**About this task**
The listing that follows should be copied in full and exactly, with no pictures.

**Material for the task**

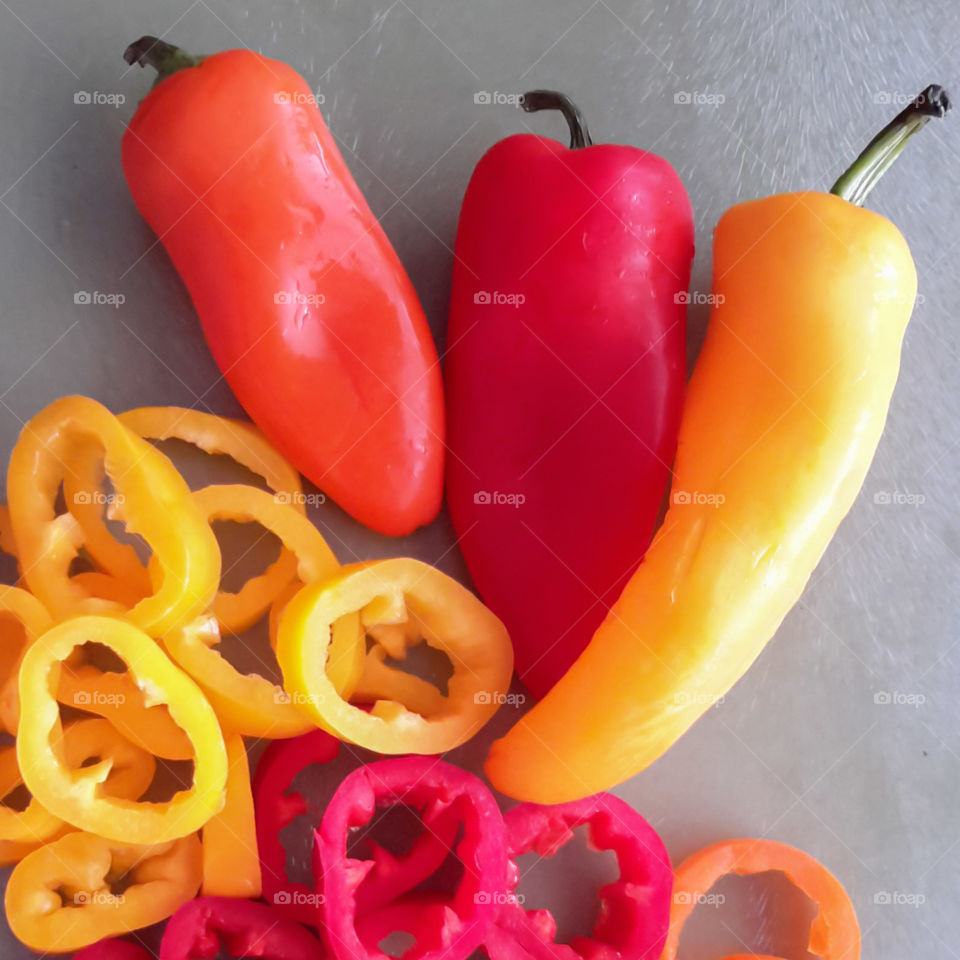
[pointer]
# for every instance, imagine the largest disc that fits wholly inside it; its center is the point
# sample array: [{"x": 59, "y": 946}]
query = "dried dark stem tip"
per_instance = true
[
  {"x": 164, "y": 57},
  {"x": 536, "y": 100},
  {"x": 861, "y": 176}
]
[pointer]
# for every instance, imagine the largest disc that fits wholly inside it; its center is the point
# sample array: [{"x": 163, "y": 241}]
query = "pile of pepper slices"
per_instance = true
[
  {"x": 110, "y": 667},
  {"x": 95, "y": 859}
]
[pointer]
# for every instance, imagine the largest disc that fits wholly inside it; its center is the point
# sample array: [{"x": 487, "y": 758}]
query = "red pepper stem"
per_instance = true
[
  {"x": 164, "y": 57},
  {"x": 535, "y": 100},
  {"x": 878, "y": 155}
]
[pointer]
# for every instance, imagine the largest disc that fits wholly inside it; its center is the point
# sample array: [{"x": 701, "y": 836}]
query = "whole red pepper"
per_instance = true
[
  {"x": 244, "y": 928},
  {"x": 565, "y": 373},
  {"x": 303, "y": 301}
]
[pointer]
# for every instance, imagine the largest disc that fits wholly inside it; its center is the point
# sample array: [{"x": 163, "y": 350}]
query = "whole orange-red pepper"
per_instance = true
[{"x": 303, "y": 301}]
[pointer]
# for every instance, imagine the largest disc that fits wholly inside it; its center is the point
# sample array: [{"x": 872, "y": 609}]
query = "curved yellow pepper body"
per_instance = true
[{"x": 784, "y": 413}]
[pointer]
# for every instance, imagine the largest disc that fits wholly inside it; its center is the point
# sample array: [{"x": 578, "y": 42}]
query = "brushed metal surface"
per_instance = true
[{"x": 843, "y": 737}]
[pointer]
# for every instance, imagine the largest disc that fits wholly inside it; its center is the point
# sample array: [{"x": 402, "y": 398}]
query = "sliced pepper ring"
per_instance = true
[
  {"x": 131, "y": 772},
  {"x": 59, "y": 898},
  {"x": 248, "y": 703},
  {"x": 32, "y": 617},
  {"x": 277, "y": 805},
  {"x": 77, "y": 795},
  {"x": 246, "y": 445},
  {"x": 118, "y": 698},
  {"x": 399, "y": 601},
  {"x": 834, "y": 932},
  {"x": 113, "y": 950},
  {"x": 231, "y": 864},
  {"x": 150, "y": 495},
  {"x": 634, "y": 910},
  {"x": 245, "y": 929},
  {"x": 446, "y": 927}
]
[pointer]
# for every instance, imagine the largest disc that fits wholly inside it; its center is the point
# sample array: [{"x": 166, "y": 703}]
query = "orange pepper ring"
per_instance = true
[{"x": 834, "y": 932}]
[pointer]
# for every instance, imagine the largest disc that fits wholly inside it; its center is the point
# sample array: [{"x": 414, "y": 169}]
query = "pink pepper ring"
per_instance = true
[
  {"x": 113, "y": 950},
  {"x": 243, "y": 928},
  {"x": 366, "y": 900},
  {"x": 277, "y": 805},
  {"x": 634, "y": 913}
]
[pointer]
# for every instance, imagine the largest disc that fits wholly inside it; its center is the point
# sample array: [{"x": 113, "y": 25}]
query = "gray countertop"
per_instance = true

**Answer for this exercise**
[pointer]
# for every instance, imagine the largest disc that fits wholly inside it; its center is the point
# sample array: [{"x": 59, "y": 946}]
query = "dried dark stem tip"
per_instance = true
[
  {"x": 164, "y": 57},
  {"x": 536, "y": 100},
  {"x": 861, "y": 176}
]
[pointer]
# for every instance, imagine the largest disc that fits wholly inside it; its center is the point
# sample array: [{"x": 163, "y": 241}]
query = "pile of pepper slices"
per_instance = true
[
  {"x": 110, "y": 667},
  {"x": 95, "y": 859}
]
[pointer]
# for every instance, imagine the largest disc that fits wholly inside it; its center is the point
# sample array: [{"x": 487, "y": 758}]
query = "red pepper stem"
per_instance = true
[
  {"x": 164, "y": 57},
  {"x": 535, "y": 100},
  {"x": 878, "y": 155}
]
[pointer]
# for every instance, imagine the largest disc that fits wholly inside it; its center is the point
# sample array: [{"x": 701, "y": 836}]
query = "whole red pepper"
per_instance = true
[
  {"x": 244, "y": 928},
  {"x": 565, "y": 373},
  {"x": 303, "y": 301}
]
[pointer]
# for every instance, imagine the largest disc that fits wholly inside it; its center is the point
# sample array: [{"x": 163, "y": 350}]
query = "whole orange-red pepper"
per_instance = true
[{"x": 303, "y": 301}]
[pointer]
# for every instance, imagine the largest disc that fits wholly inside it; its center is the point
# sample array: [{"x": 872, "y": 609}]
query = "curved yellow pepper body"
per_instance = true
[{"x": 784, "y": 413}]
[pointer]
# for every instance, imagine the largest disc that fits wholly inside it; its center is the point
# sample array: [{"x": 578, "y": 42}]
query = "brushed metal surface"
per_instance = true
[{"x": 843, "y": 737}]
[pointer]
# for every instance, imagine the largest disc that fits wholly inside it; its center is the point
# sample array: [{"x": 402, "y": 398}]
query = "sliced pepper ring"
per_instance = true
[
  {"x": 131, "y": 772},
  {"x": 59, "y": 898},
  {"x": 248, "y": 703},
  {"x": 32, "y": 617},
  {"x": 277, "y": 805},
  {"x": 77, "y": 795},
  {"x": 246, "y": 445},
  {"x": 118, "y": 698},
  {"x": 399, "y": 601},
  {"x": 834, "y": 932},
  {"x": 113, "y": 950},
  {"x": 231, "y": 864},
  {"x": 150, "y": 495},
  {"x": 634, "y": 910},
  {"x": 245, "y": 929},
  {"x": 446, "y": 927}
]
[pointer]
# for every instance, imagine the largest disc that fits wholly inside it; its center is the point
# sample array: [{"x": 166, "y": 703}]
query = "orange pepper ring"
per_instance = true
[{"x": 834, "y": 932}]
[pointer]
# for every instance, imagine the largest disc that fits wholly inside it; its center is the point
# sample array: [{"x": 414, "y": 169}]
query = "pink pepper ring"
per_instance = true
[
  {"x": 113, "y": 950},
  {"x": 243, "y": 928},
  {"x": 366, "y": 900},
  {"x": 277, "y": 805},
  {"x": 634, "y": 913}
]
[pointer]
# for every instance, imagine the largest disc that fits wholly inside it; its center is the point
# sample array: [{"x": 113, "y": 25}]
query = "gray countertop"
per_instance = true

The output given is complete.